> [What you are asked to do]: Copy the lines of the material word for word, starting at the line that contains "In[2]: # Find the distant" and ending at the line that contains "387,183 -> 406,199", with both of those lines included.

(Stored items from a collection)
===============
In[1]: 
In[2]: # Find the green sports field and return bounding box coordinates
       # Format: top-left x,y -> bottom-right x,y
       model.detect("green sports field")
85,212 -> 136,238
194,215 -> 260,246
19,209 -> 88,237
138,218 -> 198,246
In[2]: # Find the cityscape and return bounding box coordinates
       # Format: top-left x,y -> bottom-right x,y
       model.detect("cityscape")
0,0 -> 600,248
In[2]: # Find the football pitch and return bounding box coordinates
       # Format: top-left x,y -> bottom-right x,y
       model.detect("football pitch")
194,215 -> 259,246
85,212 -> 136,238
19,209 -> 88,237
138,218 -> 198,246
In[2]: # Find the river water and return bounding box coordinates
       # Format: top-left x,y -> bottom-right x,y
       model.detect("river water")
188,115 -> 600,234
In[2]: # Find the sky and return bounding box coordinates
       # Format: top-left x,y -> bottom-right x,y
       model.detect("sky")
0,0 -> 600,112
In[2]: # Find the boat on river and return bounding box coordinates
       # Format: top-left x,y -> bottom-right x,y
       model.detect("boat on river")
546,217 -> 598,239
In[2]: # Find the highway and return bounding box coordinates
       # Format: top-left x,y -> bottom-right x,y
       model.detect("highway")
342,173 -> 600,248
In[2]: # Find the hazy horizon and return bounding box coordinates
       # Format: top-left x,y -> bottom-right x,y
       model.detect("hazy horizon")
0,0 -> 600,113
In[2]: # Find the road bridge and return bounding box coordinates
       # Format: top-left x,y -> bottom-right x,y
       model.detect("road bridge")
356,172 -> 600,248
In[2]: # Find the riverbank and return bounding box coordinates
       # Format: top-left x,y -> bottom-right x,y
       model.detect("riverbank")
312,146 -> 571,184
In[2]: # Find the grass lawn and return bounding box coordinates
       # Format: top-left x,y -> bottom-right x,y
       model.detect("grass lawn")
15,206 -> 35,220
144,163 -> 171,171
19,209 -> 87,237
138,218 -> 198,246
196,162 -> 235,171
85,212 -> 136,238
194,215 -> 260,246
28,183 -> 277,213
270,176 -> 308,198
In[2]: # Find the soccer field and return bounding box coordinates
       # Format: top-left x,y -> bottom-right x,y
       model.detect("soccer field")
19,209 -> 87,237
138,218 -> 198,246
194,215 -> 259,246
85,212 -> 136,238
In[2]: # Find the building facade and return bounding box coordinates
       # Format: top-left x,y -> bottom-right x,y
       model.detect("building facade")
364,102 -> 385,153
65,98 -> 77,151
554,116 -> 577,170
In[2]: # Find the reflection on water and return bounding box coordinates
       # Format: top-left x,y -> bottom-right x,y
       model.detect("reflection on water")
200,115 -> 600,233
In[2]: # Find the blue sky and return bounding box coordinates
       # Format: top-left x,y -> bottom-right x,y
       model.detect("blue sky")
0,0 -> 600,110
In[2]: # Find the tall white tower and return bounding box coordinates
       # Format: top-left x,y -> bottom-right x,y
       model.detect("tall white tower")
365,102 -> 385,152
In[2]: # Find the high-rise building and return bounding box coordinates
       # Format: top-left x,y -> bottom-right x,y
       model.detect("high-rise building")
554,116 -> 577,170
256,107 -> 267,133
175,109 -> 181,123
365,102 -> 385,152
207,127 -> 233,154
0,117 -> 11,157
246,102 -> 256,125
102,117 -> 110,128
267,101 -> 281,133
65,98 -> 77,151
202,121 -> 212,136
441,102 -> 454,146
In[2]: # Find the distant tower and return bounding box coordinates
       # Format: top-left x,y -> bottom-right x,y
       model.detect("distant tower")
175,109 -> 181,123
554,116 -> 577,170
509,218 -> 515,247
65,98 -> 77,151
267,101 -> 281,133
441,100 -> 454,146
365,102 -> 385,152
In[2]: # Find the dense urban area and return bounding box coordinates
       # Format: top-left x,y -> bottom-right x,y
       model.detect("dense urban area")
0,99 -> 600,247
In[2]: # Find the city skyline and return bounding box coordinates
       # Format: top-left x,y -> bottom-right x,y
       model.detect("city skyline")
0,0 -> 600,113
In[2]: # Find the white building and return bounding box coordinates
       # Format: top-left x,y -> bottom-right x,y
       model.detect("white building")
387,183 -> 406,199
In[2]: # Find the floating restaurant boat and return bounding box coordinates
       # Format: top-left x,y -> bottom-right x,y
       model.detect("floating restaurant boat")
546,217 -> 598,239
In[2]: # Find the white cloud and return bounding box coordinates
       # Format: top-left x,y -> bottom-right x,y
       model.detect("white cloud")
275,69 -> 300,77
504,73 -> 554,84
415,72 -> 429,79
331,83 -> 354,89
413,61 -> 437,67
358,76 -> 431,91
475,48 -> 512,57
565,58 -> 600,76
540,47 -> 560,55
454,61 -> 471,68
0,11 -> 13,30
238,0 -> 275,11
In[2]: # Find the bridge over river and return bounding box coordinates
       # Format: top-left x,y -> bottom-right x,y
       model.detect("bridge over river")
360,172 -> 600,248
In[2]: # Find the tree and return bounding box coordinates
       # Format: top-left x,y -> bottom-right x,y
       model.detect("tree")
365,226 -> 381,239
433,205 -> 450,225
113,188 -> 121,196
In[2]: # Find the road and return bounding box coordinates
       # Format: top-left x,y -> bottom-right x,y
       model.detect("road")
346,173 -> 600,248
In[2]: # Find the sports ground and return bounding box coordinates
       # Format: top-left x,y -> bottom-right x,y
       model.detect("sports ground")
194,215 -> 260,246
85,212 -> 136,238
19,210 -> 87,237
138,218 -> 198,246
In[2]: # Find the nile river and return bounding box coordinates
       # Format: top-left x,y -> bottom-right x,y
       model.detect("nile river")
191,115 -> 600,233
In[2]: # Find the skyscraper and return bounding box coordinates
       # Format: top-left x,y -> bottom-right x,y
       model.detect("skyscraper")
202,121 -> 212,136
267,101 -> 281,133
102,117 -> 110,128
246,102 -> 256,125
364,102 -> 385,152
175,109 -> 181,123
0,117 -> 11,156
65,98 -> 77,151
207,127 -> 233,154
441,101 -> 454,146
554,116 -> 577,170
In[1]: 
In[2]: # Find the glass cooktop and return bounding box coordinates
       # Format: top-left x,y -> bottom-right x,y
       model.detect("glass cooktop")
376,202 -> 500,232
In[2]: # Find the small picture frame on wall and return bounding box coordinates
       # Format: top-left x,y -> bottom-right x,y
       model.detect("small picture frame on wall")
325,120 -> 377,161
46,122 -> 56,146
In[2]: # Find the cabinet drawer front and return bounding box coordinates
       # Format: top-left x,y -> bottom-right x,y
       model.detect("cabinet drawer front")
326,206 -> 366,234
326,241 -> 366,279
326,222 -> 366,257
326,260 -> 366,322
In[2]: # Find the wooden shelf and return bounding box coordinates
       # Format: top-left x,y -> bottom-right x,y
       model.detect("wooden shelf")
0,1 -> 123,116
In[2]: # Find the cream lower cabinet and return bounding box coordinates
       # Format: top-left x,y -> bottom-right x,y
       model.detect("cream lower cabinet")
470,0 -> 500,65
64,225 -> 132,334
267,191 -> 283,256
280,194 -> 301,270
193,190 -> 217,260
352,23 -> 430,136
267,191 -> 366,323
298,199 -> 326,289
===============
> [Solution for this task]:
In[2]: # Find the distant tower and return bounding box coordinates
       # Format: top-left x,y -> bottom-right x,y
       model.detect("distant tower")
175,109 -> 181,123
554,116 -> 577,170
509,218 -> 515,247
65,98 -> 77,151
267,101 -> 281,133
441,100 -> 454,146
365,102 -> 385,152
In[2]: # Find the dense urban area and return bounding box coordinates
       # Format: top-left x,y -> bottom-right x,y
       model.detect("dense urban area")
0,99 -> 600,247
In[2]: # Find the city skyline and return bounding box coordinates
       # Format: top-left x,y -> bottom-right x,y
       model.detect("city skyline")
0,0 -> 600,113
In[2]: # Find the white building and return bounding box coordinates
       # Format: top-left x,y -> bottom-right x,y
       model.detect("white building")
387,183 -> 406,199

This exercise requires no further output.